Exercise requirements >> Each of the records below must be reproduced exactly.

(Stored items)
========================

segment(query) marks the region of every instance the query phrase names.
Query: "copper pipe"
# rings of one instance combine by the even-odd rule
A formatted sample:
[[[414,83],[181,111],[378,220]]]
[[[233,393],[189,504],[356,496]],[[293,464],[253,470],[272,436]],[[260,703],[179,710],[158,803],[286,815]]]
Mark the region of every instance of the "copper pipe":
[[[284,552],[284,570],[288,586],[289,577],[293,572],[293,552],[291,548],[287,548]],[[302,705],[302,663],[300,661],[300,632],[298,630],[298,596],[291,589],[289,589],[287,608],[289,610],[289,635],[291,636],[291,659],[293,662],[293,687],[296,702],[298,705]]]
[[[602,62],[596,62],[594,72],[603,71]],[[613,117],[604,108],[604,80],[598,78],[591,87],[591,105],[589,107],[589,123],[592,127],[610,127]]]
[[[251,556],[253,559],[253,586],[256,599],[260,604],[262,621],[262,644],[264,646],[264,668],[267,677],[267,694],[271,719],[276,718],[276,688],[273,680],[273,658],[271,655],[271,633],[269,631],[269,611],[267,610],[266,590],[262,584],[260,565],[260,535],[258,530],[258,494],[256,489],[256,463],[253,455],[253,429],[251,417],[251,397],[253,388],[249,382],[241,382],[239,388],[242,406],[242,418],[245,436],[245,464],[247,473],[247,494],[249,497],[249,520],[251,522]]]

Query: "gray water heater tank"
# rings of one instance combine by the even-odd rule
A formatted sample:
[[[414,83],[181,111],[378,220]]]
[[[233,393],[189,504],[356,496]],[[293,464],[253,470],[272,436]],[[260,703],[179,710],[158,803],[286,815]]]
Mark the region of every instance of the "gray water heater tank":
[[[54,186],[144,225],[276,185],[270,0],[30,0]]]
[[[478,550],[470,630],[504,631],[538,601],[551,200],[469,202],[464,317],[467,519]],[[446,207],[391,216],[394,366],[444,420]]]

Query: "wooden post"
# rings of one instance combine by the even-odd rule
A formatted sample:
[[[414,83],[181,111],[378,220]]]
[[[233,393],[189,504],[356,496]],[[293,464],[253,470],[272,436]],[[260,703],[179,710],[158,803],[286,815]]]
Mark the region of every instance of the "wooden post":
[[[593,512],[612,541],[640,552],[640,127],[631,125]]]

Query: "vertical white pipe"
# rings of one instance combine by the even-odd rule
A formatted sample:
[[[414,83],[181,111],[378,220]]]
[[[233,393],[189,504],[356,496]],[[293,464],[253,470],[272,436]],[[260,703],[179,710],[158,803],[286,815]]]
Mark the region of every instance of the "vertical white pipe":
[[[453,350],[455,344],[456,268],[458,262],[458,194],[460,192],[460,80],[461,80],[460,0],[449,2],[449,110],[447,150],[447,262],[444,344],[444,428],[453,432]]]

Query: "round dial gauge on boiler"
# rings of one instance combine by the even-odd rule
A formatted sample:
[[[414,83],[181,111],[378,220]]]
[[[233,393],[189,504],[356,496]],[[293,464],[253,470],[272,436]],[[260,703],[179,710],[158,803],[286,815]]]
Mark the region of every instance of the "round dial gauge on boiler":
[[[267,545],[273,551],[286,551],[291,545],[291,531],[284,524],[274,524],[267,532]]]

========================

Task output >>
segment(query) marks the region of every instance the query phrase names.
Query: "copper pipe"
# rings of one instance combine by the even-odd rule
A formatted sample:
[[[414,83],[181,111],[378,220]]]
[[[233,393],[189,504],[356,496]],[[293,464],[253,470],[272,436]],[[260,703],[179,710],[158,803],[286,815]]]
Mark the region of every instance of the "copper pipe":
[[[284,552],[284,570],[288,586],[289,577],[293,572],[293,552],[291,548],[287,548]],[[302,705],[302,663],[300,661],[300,632],[298,630],[298,596],[291,589],[289,589],[287,608],[289,610],[289,635],[291,636],[291,659],[293,662],[293,687],[296,702],[298,705]]]
[[[602,62],[596,62],[594,72],[603,71]],[[613,117],[604,108],[604,80],[598,78],[591,87],[591,105],[589,107],[589,123],[592,127],[610,127]]]
[[[251,556],[253,559],[253,586],[256,599],[260,604],[262,621],[262,644],[264,646],[264,668],[267,677],[267,694],[271,719],[276,718],[276,688],[273,680],[273,658],[271,655],[271,633],[269,631],[269,611],[267,610],[266,590],[262,584],[260,565],[260,535],[258,530],[258,494],[256,489],[256,463],[253,455],[253,429],[251,417],[251,397],[253,388],[249,382],[241,382],[239,388],[242,406],[242,418],[245,436],[245,464],[247,473],[247,494],[249,497],[249,520],[251,522]]]

Query: "gray water heater tank"
# rings of one instance combine by the even-odd rule
A formatted sample:
[[[414,83],[181,111],[378,220]]]
[[[233,393],[189,504],[356,496]],[[293,464],[253,470],[272,436]],[[260,703],[179,710],[158,803],[286,815]]]
Mark the region of every instance of the "gray water heater tank":
[[[54,186],[144,225],[276,185],[270,0],[30,0]]]
[[[478,550],[470,630],[504,631],[538,601],[551,200],[469,202],[464,317],[467,519]],[[446,207],[391,216],[394,366],[444,420]]]

Query: "wooden post"
# rings of one instance combine by the even-odd rule
A formatted sample:
[[[414,83],[181,111],[378,220]]]
[[[233,393],[189,504],[356,496]],[[293,464],[253,470],[272,436]],[[260,703],[179,710],[158,803],[286,815]]]
Mark the region of every instance of the "wooden post":
[[[593,512],[612,541],[640,552],[640,127],[631,125]]]

Query: "vertical white pipe"
# rings of one instance combine by the even-odd rule
A formatted sample:
[[[414,83],[181,111],[378,220]]]
[[[233,393],[189,504],[356,496]],[[293,464],[253,470],[272,436]],[[260,703],[179,710],[158,803],[286,815]]]
Mark the region of every instance of the "vertical white pipe":
[[[453,350],[455,344],[456,268],[458,262],[458,194],[460,192],[460,80],[461,80],[460,0],[449,2],[449,110],[447,150],[447,262],[444,344],[444,428],[453,432]]]

Query: "round dial gauge on boiler"
# rings of one instance combine by the even-odd rule
A formatted sample:
[[[414,83],[181,111],[378,220]]]
[[[233,393],[189,504],[356,496]],[[293,464],[253,470],[272,436]],[[260,703],[179,710],[158,803],[286,815]]]
Mark the region of every instance of the "round dial gauge on boiler":
[[[267,545],[273,551],[286,551],[291,545],[291,531],[284,524],[274,524],[267,532]]]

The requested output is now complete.